Return the listing below line for line, without changing anything.
►
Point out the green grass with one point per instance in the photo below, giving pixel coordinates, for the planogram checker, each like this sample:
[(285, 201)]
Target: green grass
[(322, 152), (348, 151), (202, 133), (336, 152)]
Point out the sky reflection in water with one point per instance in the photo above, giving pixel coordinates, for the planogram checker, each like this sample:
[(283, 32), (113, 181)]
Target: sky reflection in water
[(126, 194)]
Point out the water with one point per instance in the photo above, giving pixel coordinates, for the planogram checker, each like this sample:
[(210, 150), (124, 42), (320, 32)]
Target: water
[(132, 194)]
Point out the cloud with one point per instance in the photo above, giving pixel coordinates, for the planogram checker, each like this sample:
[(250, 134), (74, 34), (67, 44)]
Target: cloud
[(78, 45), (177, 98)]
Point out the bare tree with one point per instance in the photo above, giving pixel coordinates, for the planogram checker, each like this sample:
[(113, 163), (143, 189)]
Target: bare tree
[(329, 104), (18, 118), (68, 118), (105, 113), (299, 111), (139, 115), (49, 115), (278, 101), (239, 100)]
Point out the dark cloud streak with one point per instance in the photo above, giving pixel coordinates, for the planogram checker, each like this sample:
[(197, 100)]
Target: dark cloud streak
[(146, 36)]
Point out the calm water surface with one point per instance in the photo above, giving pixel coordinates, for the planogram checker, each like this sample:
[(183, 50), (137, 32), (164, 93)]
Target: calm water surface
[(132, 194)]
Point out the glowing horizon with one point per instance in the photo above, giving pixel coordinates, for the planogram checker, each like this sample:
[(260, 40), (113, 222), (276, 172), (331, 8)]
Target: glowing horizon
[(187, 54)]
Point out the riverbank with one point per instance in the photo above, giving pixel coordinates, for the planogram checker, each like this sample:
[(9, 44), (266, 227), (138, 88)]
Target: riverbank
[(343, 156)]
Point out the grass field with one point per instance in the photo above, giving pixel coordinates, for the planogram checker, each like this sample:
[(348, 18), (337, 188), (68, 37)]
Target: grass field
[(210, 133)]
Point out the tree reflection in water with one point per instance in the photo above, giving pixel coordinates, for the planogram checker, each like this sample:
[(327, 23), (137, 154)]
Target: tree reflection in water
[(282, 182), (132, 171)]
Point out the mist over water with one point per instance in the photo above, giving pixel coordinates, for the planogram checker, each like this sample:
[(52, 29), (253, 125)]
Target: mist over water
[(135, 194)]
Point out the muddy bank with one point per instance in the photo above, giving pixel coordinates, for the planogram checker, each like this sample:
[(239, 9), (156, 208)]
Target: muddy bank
◄
### Solution
Point out the green grass with one point per instance in the photo below, giving pixel coordinates, for the planogram checker, each like this sample:
[(285, 201)]
Target: green grass
[(322, 152), (348, 151), (202, 133), (336, 152)]
Point out the sky reflection in water with one point per instance in the photo above, giving pixel coordinates, for the planogram checker, each like this sample:
[(283, 32), (113, 181)]
Target: sky reflection in water
[(126, 194)]
Point out the water with one point per instance in the photo above, giving pixel coordinates, for the planogram checker, each like this sample:
[(210, 150), (124, 42), (320, 32)]
Target: water
[(132, 194)]
Point out the cloud with one point per instance in the photo above, giving pixel coordinates, for the planogram checker, each like this sample:
[(250, 134), (74, 34), (67, 44)]
Target: cloud
[(78, 45), (177, 98)]
Point out the bare tree with one point per instance in the photo above, giving pixel coordinates, for the planogram checker, each like this sample:
[(113, 163), (143, 189)]
Target: bare tree
[(329, 104), (18, 118), (68, 118), (105, 113), (299, 111), (139, 115), (49, 115), (278, 101), (239, 100)]
Point out the dark cloud streak with one point per instance in the photo above, giving pixel coordinates, for the planogram checker, each like this sample:
[(197, 100)]
Target: dark cloud streak
[(146, 36)]
Point out the calm water surface with one point per instance in the photo above, giving pixel coordinates, for the planogram checker, each like this sample:
[(183, 50), (137, 32), (164, 93)]
Target: calm water surface
[(132, 194)]
Point out the glowing horizon with one point per instance in the photo above, giving pixel coordinates, for the planogram checker, each like this sample:
[(260, 40), (113, 222), (276, 172), (331, 8)]
Target: glowing horizon
[(187, 54)]
Point out the riverbank with one point per instance in the photo above, giving pixel coordinates, for the planogram checker, each like this sample:
[(9, 44), (266, 227), (138, 88)]
Target: riverbank
[(343, 156)]
Point out the grass field with one point per instance in the photo above, giving pixel coordinates, for the planogram checker, each like this sample:
[(348, 18), (337, 188), (68, 37)]
Target: grass field
[(210, 133)]
Point out the tree reflection in water with one point per instance in the photo above, giving pixel coordinates, for the planogram checker, each like this sample:
[(327, 23), (137, 154)]
Target: tree reflection in water
[(282, 182), (132, 171)]
Point out the mist over water with one point per instance in the photo above, giving pixel coordinates, for the planogram checker, each like this sample:
[(52, 29), (253, 125)]
Target: mist over water
[(135, 194)]
Point out the muddy bank with one point per instance in the photo above, giving pixel coordinates, for the planogram checker, each like this sample:
[(239, 9), (156, 208)]
Target: muddy bank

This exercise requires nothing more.